-- Task input follows --

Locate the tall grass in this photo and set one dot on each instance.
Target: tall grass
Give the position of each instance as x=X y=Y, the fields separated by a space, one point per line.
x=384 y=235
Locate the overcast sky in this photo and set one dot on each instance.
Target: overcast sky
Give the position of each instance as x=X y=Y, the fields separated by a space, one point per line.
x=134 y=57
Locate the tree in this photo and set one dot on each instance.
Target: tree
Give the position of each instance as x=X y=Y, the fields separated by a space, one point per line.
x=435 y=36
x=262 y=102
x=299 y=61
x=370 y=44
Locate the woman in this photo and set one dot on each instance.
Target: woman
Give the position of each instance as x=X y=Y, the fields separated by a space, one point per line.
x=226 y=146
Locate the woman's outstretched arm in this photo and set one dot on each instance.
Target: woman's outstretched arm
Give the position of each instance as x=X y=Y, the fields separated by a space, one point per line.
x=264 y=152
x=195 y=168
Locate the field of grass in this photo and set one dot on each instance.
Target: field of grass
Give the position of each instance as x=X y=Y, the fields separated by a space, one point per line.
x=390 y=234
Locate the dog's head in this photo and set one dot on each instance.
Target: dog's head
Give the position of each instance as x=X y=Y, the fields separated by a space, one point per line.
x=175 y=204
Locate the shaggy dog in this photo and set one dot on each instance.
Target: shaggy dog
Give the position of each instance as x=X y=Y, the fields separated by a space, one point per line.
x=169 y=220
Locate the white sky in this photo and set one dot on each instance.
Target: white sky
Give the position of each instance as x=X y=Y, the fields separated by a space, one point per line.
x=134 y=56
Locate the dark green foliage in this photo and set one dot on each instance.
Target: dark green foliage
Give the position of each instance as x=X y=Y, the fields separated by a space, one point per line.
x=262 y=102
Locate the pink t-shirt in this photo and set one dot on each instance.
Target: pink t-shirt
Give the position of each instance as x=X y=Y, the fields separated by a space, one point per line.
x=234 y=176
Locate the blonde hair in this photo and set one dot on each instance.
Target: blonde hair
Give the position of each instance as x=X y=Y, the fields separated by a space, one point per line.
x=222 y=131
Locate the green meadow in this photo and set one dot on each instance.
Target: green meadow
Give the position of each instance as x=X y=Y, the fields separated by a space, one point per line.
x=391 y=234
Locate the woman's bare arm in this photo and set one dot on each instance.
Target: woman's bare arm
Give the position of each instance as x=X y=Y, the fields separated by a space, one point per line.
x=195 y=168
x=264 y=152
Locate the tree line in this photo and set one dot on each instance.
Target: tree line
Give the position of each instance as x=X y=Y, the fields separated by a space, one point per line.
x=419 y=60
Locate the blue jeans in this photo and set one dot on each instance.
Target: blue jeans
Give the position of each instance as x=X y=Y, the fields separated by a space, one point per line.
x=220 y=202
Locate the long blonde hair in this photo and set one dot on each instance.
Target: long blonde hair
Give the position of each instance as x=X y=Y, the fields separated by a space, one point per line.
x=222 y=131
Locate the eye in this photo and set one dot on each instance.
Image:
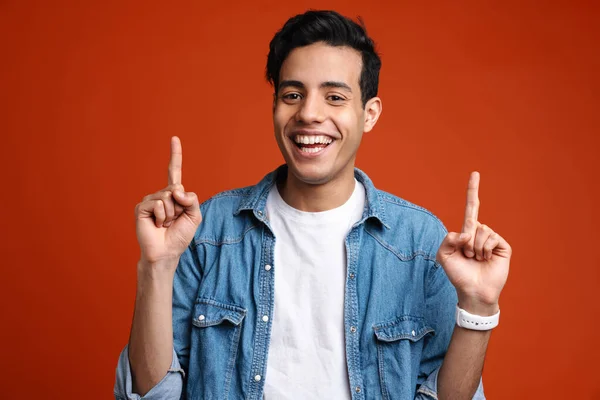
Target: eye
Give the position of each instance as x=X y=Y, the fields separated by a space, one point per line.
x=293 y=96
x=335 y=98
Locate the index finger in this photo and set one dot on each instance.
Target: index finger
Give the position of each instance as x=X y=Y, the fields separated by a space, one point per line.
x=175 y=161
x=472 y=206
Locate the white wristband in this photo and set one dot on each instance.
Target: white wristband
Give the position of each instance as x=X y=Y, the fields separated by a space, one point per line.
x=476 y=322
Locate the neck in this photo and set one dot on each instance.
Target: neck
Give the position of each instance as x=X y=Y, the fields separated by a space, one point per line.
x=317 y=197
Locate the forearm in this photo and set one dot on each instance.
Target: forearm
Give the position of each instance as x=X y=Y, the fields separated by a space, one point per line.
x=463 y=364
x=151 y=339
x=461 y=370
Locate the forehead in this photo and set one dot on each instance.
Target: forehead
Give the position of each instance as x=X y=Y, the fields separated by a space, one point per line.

-- Task input concluded --

**Instructions for the task:** Where a picture appears in the data, omit it; restate the rest word for word.

**Answer space:**
Locate the tall grass in this photo and set one dot on each instance.
Target: tall grass
Give the position of each instance as x=X y=Y, the fields separated by a space, one point per line.
x=384 y=235
Locate the overcast sky in this photo and set one dot on each instance.
Target: overcast sky
Give the position of each instance as x=X y=Y, the fields separated by a space, one point per line.
x=134 y=57
Locate the tree in this photo and set one dot on each instance.
Target: tree
Give the position of each instance as x=X y=Y, the fields separated by a space, one point per line.
x=435 y=36
x=262 y=102
x=299 y=61
x=370 y=44
Locate the woman in this photo and set one dot on each instance.
Target: woman
Give the position of each instance as x=X y=Y, the fields separated by a space, one point per line.
x=226 y=146
Locate the woman's outstretched arm in this photo and set one dot on each instance.
Target: woman's outstretched arm
Give the position of each instance as x=X y=Y, the fields separated by a space, one point per line.
x=264 y=152
x=195 y=168
Locate the field of grass in this photo and set one dot on each instance.
Target: field of grass
Give the position of each instance as x=X y=Y, the fields separated by a space, one point per line.
x=390 y=234
Locate the dog's head in this photo and set one dot on each instance.
Target: dog's head
Give the position of each instance as x=X y=Y, the fields separated by a space, one point per line.
x=175 y=204
Locate the shaggy dog in this photo and set one dot on each instance.
Target: shaggy dog
Give the position of each instance as x=X y=Y, the fields separated by a space, one point per line.
x=169 y=220
Locate the white sky in this photo and set one dot on each instance.
Target: white sky
Give the position of each instance as x=X y=Y, the fields separated by a space, one point per line.
x=134 y=56
Locate the dark green foliage in this photo and set one dot on each instance.
Target: dark green foliage
Give the position of each instance as x=X y=Y, the fields separated by a space, one point per line.
x=262 y=102
Locate the pink t-shirt in this photo and set one dot on each instance.
Target: pink t-shirt
Give the position of each instance as x=X y=Y, the fields separated by a space, one point per line.
x=234 y=176
Locate the blonde hair in this photo and set one dot on each instance.
Target: blonde hair
Give the position of each instance as x=X y=Y, the fields separated by a space, one point per line.
x=222 y=131
Locate the green meadow in this photo and set one dot on each instance.
Target: green meadow
Give the position of each instance as x=X y=Y, the fields separated by a space, one point per line.
x=391 y=234
Locate the woman's bare arm in this photo and set one dot on each instance.
Target: woman's bare arm
Give the position of each instance as x=X y=Y, the fields separated by a space, one point per line.
x=195 y=168
x=264 y=152
Locate the tree line in this photo and set one dot on each instance.
Target: tree line
Give the position of each instance as x=X y=Y, the fields separated by a space, one point per line.
x=419 y=60
Locate the blue jeans in this photo and set one dot on each instance.
Target: blue jeans
Give the position of each instance as x=X y=Y, the fields separated by a space, one point per line.
x=220 y=202
Locate the long blonde hair in this photo and set one dot on each instance.
Target: long blonde hair
Give the position of each instance as x=X y=Y, the fields separated by a space, one point per line.
x=222 y=131
Locate the eye in this photo and set one dot on each instance.
Image:
Target: eye
Give the position of each instance as x=X y=Y, the fields separated by a space, one point per line.
x=293 y=96
x=335 y=98
Locate the index finger in this photo and set one dot on each instance.
Target: index finger
Give the position of each instance as x=X y=Y, the fields separated by a space, one point per line.
x=175 y=161
x=472 y=206
Locate the white wristband in this photo and set one dot on each instance.
Target: white wristband
Give the position of each instance as x=X y=Y, the fields separated by a space, one point per line.
x=476 y=322
Locate the neck in this photo and set one dot on each instance.
Target: neck
Give the position of each instance as x=X y=Y, the fields separated by a space, one point per line.
x=317 y=197
Locate the forearm in this photo and set one dot on each instance.
Target: forearm
Give the position of each instance as x=X y=Y, the fields separated by a space, one point per line.
x=463 y=364
x=151 y=339
x=461 y=370
Locate the forehead in this photo and set one dot on each instance.
Target: forehead
Give the position of each instance as x=X y=Y, the fields separated by a space, one point per line.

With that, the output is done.